BRIEF: When you print the records below, keep every word exact and leave out the images.
-------- INPUT RECORDS
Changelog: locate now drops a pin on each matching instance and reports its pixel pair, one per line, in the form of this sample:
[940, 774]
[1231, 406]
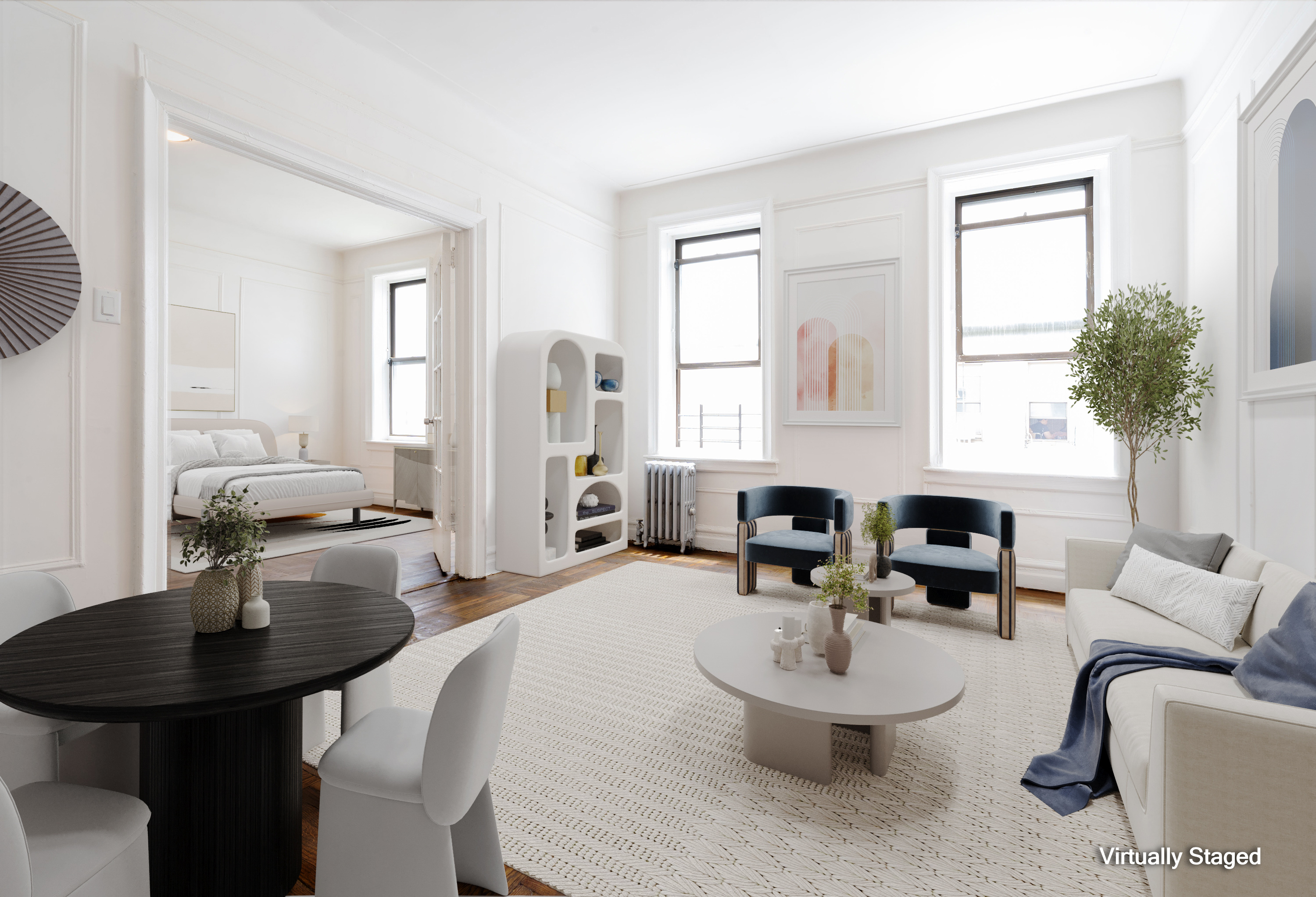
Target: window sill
[1045, 483]
[408, 443]
[766, 467]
----------------
ANSWER FOR THE TASK:
Changelog: locate now drops a pin on each matching instance and reports its pixel pair, one per line, in the form of this sample:
[940, 774]
[1231, 406]
Target: window sill
[1045, 483]
[408, 443]
[766, 467]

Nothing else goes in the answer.